* Цитируемый отрывок:
>>>

Моррас определяет свободу как власть, могущество, тот, кто ничего не может, тот и не свободен. Если за тобой следуют другие, если ты наделен авторитетом, то это реализация свободы. Свобода отца семейства — его авторитет в семье, свобода вероисповедания связана с авторитетом исповедуемой религии. То же самое можно сказать о свободах ассоциаций, коммун, провинций: они связаны с их реальной властью, с их силой, а не с декларациями прав.
Моррас пишет об иллюзорности прав и свобод в «либеральной догматике» Деклараций, выражающих лишь «подлинное безумие революционного индивидуализма, будь он политическим, социальным или моральным.»[34]
Автор убежден, что без собственности человек обречен на смерть, она представляет собой «естественную защиту человека». Владеть — значит располагать собой, значит обладать силой сопротивления по отношению к другим, значит иметь возможность на них воздействовать. Собственность должна передаваться по наследству — без этого нет традиции. Традиция мыслится как критичная (поскольку без мысли прошлое мертво). Традиция — не инерция прошлого. Противопоставление разума и традиции бессмысленно — такого рода оппозиции суть «космогонии маленьких детей», они напоминают противопоставления масла и уксуса, сладкого и горького, жидкого и твердого. Цивилизация есть «капитал, причем капитал передаваемый», а это невозможно без разума. «Капитализация и традиция — вот два неотделимых от идеи цивилизации термина».
Никогда идеи Морраса не искажались исследователями так сильно, как при разборе его национализма. Разумеется, сегодня ни один консерватор или даже «новый правый» не станет говорить языком начала XX века. «Политической корректности» тогда не существовало, и такой «прогрессист», как Клемансо, вполне мог откровенно порадоваться голоду в Германии после Первой мировой войны и добавить, что в Германии вообще имеется «лишних 20 миллионов», и неплохо было бы этим миллионам уйти в небытие. Моррас говорил о «богине Франции», свое учение он называл «философией французского национализма». Но националистами во Франции были и республиканцы, более того, сам национализм не был чем-то старорежимным — культ нации и шовинизм представляют собой наследие революции. В рамках монархической идеологии издавна шло движение от личной верности династии к представлению о национальном интересе.

<<<

* Задание:
Выпишите из отрывка о взглядах Морраса все противопоставления, которым уподоблена оппозиция разума и традиции.

* Показанные данные:
>>>

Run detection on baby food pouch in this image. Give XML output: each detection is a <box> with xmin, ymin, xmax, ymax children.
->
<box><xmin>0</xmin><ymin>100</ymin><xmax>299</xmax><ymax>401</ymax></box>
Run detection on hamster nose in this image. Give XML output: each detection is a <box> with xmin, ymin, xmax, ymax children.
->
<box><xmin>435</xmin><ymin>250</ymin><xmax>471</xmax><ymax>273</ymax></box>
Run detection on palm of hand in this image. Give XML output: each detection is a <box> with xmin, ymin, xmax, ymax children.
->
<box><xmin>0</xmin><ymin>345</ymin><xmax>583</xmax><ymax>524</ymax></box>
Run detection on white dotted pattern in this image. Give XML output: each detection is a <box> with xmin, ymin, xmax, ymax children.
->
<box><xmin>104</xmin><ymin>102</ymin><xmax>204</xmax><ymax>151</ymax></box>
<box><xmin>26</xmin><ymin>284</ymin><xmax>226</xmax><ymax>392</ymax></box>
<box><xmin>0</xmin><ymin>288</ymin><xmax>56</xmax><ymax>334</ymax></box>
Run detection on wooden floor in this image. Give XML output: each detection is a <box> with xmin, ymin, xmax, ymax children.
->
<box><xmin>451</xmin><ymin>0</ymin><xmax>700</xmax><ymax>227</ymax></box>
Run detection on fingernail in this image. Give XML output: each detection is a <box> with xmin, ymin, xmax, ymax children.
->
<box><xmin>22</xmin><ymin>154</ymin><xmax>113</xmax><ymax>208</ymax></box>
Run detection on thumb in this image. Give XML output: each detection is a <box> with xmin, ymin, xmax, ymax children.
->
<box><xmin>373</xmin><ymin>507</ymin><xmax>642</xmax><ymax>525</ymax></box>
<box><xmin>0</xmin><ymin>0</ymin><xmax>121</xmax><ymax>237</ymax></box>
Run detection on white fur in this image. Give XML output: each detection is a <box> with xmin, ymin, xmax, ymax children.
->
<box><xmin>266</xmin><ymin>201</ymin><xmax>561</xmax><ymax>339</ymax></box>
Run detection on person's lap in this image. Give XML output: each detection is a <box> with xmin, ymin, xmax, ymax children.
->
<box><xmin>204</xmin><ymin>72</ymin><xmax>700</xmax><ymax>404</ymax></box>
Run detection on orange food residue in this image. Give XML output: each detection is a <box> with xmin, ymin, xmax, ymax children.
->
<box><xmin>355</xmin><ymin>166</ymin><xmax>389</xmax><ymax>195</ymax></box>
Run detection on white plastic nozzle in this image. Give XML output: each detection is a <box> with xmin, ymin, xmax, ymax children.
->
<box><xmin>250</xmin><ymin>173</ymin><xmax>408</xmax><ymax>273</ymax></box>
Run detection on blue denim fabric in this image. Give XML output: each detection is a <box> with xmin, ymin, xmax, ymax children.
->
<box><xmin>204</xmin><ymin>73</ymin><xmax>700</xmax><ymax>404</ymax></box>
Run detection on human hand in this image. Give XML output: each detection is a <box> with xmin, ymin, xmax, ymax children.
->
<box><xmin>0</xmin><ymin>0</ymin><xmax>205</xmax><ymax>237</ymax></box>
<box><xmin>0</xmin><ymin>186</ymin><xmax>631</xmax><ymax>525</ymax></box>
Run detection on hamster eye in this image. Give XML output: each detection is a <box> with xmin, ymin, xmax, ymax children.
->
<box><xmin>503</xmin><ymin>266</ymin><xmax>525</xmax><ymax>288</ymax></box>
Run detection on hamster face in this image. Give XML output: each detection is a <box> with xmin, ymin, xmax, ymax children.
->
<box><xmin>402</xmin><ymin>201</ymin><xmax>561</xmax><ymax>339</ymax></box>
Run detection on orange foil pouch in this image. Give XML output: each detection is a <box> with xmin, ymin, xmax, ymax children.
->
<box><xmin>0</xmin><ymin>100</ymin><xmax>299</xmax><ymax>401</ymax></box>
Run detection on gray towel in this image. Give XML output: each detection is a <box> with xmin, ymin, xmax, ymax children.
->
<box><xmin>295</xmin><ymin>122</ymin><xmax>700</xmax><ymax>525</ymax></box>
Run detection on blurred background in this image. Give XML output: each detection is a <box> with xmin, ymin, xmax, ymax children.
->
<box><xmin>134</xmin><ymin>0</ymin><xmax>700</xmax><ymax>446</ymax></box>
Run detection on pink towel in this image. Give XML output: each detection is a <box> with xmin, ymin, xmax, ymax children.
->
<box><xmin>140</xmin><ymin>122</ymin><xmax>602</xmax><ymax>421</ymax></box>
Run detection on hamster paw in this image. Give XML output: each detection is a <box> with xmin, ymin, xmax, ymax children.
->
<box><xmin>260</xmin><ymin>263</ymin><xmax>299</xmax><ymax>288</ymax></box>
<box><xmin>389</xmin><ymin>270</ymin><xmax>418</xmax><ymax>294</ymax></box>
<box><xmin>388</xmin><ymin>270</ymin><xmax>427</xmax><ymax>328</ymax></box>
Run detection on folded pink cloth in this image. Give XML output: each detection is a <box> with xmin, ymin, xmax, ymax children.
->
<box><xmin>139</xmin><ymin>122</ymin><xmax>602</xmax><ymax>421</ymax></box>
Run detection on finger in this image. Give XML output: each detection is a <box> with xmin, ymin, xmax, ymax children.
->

<<<

* Результат:
масла и уксуса
сладкого и горького
жидкого и твердого